== Selected extract ==

Surgical Aneurysm Repair
Life-saving surgery that can prevent an aneurysm from bursting
An aneurysm is an area of an artery wall that has become weak and may have begun to swell or enlarge. In some cases, high blood pressure and other factors may cause the aneurysm to burst. Aneurysms can occur anywhere in the body, but are particular dangerous in arteries that lead to the heart and brain, as they may cause a heart attack or stroke. Depending upon the size and location of the aneurysm, surgical aneurysm repair offers an appropriate solution to help strengthen the artery and prevent the aneurysm from rupturing.
As with any surgery, there are certain risks associated with this procedure that you should discuss with your Hurley cardiologist and vascular surgeon beforehand. Your physician will also provide you with specific instructions to help you prepare for surgery and post-surgery recovery.
Before the procedure:
Except in urgent cases, the surgery will be schedule for a time that is convenient for you. Be sure to tell your Hurley surgeon about any medications you are taking and if you have allergies to particular types of medication. These include both over-the-counter medications available at your local pharmacy or store, such as aspirin, as well as prescription medications. If you smoke, you should stop smoking at least two weeks before the surgery. As the surgery approaches, be sure to tell your physician if you have any symptoms of a cold or flu, such as runny nose, fever and chills, or have an infection. Your surgery may need to be rescheduled until you are well enough to proceed.
Have nothing to eat or drink except a small sip of water with medications for 12 hours before your procedure. Take a shower the night before or the morning of the procedure, using antibacterial soap. Plan to be at Hurley Medical Center for approximately five to seven days. Arrange for someone to take you to and from Hurley Medical Center.
During the procedure:
Once you arrive at Hurley Medical Center (usually the day before surgery or the morning of the surgery), you will be admitted to the hospital. A series of tests, including electrocardiogram (EKG or ECG), blood tests and urine tests, among others, will be given in order to assess your readiness for the surgery. The area of the surgery will be washed, scrubbed and, if necessary, shaved.
Small electrodes will be attached to your chest, which are attached to a device that will monitor your heart rhythm and electrical activity. A local anesthetic will be used to numb the area where an IV will inserted into a vein. The IV will deliver anesthesia before and during the operation. After you are asleep, a tube will be inserted down your windpipe and connected to a respirator machine, which will help you breathe
After you are completely asleep, a tube will be inserted down your windpipe and connected to a machine called a respirator, which will help you breath during the surgery. Another tube will be inserted through your nose and throat and into your stomach, which will stop liquid and air from collecting in your stomach. A catheter (a thin tube) will also be inserted into your bladder through your urethra to collect urine.

===
== Provided information ==

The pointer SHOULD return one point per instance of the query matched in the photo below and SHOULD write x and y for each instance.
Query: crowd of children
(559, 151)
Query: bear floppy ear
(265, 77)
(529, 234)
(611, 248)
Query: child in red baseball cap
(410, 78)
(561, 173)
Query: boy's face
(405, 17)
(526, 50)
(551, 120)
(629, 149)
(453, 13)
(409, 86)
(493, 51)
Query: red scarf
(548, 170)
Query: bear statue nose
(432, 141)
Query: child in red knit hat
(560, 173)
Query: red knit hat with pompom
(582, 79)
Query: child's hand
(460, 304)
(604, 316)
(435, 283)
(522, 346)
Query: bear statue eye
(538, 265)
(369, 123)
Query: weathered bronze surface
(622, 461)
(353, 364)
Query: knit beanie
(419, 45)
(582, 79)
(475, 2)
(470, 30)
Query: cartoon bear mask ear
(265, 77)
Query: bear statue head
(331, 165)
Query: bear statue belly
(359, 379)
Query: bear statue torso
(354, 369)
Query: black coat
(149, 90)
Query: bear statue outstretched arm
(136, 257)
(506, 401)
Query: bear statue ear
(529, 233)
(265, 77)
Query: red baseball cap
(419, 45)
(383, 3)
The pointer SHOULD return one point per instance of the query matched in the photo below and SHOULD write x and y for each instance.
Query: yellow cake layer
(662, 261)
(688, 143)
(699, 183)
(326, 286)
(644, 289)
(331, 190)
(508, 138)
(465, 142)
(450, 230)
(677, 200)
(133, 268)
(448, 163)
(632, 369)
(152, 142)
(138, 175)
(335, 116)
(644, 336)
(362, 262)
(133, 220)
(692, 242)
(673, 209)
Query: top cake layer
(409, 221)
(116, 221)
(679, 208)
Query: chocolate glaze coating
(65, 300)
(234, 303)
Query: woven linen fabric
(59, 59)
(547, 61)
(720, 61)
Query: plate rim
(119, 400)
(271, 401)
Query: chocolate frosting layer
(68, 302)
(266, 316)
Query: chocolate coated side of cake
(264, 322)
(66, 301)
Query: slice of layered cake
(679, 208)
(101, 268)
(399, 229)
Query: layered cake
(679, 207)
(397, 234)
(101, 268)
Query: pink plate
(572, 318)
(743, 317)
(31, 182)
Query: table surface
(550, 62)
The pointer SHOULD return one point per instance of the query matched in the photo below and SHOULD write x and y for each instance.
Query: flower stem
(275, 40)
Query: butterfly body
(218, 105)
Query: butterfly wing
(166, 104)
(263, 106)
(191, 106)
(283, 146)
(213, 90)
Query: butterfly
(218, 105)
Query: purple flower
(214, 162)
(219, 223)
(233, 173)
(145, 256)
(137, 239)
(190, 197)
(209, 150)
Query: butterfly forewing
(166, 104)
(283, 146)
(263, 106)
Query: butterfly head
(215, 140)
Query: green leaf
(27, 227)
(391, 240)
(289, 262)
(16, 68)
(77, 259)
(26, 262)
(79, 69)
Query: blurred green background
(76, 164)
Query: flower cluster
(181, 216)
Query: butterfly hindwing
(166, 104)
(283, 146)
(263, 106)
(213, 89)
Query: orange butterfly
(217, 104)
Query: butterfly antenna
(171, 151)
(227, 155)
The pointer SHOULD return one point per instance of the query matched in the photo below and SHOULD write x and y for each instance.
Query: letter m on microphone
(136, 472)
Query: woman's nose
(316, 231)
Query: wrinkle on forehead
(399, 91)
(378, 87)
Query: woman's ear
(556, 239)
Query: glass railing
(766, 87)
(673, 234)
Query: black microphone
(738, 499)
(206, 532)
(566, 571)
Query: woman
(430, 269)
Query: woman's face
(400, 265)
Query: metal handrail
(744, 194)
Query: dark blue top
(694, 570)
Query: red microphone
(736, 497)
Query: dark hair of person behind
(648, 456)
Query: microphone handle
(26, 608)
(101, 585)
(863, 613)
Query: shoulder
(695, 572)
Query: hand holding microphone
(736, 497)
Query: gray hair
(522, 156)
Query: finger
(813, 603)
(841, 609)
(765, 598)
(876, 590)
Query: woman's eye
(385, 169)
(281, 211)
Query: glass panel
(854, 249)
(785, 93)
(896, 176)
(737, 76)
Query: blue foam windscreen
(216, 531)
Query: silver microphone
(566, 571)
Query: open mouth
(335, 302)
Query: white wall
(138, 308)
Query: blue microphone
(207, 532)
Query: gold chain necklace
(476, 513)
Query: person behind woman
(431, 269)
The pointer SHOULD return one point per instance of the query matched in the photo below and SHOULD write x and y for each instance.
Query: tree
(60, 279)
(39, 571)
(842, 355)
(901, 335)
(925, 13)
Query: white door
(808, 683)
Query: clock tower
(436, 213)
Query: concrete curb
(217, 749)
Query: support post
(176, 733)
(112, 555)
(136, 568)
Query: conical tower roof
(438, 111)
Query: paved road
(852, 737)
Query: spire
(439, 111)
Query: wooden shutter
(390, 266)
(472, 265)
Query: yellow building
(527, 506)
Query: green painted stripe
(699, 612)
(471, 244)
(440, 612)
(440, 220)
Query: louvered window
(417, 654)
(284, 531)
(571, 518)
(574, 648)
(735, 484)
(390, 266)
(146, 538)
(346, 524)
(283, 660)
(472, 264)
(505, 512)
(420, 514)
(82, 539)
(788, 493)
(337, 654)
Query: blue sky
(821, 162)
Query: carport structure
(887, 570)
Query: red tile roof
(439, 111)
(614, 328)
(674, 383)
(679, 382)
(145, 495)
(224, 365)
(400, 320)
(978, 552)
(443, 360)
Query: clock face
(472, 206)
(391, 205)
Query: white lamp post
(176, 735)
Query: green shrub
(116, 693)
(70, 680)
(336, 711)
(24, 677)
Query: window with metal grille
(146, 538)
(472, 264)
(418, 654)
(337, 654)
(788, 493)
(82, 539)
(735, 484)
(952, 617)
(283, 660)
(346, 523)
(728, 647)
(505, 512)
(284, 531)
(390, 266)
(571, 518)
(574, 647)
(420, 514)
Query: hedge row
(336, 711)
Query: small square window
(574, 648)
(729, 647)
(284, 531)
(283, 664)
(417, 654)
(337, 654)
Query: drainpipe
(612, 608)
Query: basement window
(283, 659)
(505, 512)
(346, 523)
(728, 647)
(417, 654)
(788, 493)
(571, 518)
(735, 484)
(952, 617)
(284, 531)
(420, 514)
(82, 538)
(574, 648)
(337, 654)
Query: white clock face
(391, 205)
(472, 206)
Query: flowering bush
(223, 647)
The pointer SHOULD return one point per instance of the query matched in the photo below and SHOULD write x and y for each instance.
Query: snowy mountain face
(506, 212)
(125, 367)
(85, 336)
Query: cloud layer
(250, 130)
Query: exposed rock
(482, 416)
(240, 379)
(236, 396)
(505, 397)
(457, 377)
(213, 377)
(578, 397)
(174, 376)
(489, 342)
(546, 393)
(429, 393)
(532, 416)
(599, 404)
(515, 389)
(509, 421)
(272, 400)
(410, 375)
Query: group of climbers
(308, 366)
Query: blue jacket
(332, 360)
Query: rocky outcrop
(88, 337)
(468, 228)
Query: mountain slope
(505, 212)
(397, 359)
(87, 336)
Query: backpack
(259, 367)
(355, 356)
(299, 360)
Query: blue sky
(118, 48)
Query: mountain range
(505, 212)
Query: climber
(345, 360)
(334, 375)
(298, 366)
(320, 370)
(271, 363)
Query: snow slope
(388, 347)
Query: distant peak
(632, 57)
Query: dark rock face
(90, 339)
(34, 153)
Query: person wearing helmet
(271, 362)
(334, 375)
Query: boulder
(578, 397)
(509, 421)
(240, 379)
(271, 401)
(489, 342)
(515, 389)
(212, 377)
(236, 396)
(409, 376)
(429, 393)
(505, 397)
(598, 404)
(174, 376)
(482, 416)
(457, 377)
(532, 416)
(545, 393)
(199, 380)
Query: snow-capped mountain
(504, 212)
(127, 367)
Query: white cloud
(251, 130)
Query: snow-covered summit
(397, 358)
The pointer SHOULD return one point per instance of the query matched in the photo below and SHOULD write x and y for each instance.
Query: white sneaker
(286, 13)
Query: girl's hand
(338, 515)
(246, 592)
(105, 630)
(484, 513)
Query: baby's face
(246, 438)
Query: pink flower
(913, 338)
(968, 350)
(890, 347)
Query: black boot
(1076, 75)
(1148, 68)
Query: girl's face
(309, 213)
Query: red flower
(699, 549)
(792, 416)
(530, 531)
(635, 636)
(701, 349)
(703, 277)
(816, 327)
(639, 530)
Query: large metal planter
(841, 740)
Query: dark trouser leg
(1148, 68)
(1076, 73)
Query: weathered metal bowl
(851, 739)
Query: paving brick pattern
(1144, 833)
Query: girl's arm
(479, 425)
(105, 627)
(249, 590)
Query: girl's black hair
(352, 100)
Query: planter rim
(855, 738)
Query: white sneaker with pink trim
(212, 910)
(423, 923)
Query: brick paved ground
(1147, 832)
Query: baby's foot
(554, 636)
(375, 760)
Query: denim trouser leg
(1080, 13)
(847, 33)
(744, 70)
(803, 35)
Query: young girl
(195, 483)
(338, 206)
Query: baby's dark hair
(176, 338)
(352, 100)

===

- Activity 1:
Answer these questions from the surgical aneurysm repair page:
(a) How long before surgery should a patient who smokes stop smoking?
(b) How long should a patient plan to stay at Hurley Medical Center?
(c) What does the tube inserted through the nose and throat into the stomach do?
- Activity 2:
Can you pick up the surgical aneurysm repair page where it stops and continue it?

- Task response 1:
(a) At least two weeks before the surgery.
(b) Approximately five to seven days.
(c) It stops liquid and air from collecting in the stomach.

- Task response 2:
The cardiovascular surgeon will make an incision in the abdomen or the chest, depending on the location of the aneurysm. Clamps will be placed on the artery above and below the aneurysm to stop blood flow to that part of the aorta (blood will get to your heart and brain through other blood vessels).
In some cases, the aneurysm will be completely removed and replaced with a tube called a graft. In other cases, the graft will be inserted within the aneurysm. Once the graft is fully attached in the artery, the clamps will be removed so that blood can flow normally through the artery.
The surgery typically takes between two and four hours. You will the be moved to the Intensive Care Unit for one or two days to ensure that you are in stable condition, after which you will be move to a regular room for four to six days before being discharged.
You will be given diuretics to help prevent fluid buildup and blood. You will probably be required to take aspirin for several weeks following the surgery, in order to prevent blood clots. You will be asked to come to follow-up appointments after being discharged, to ensure that you are recovering appropriately from the surgery. You will not be allowed to return to work until approximately four to six weeks after the operation, depending upon the type of job you have.
Your Hurley physician will also give you information on lifestyle changes, such as improved diet, increased exercise and stress management techniques, that can help you lower your chance of future cardiovascular problems.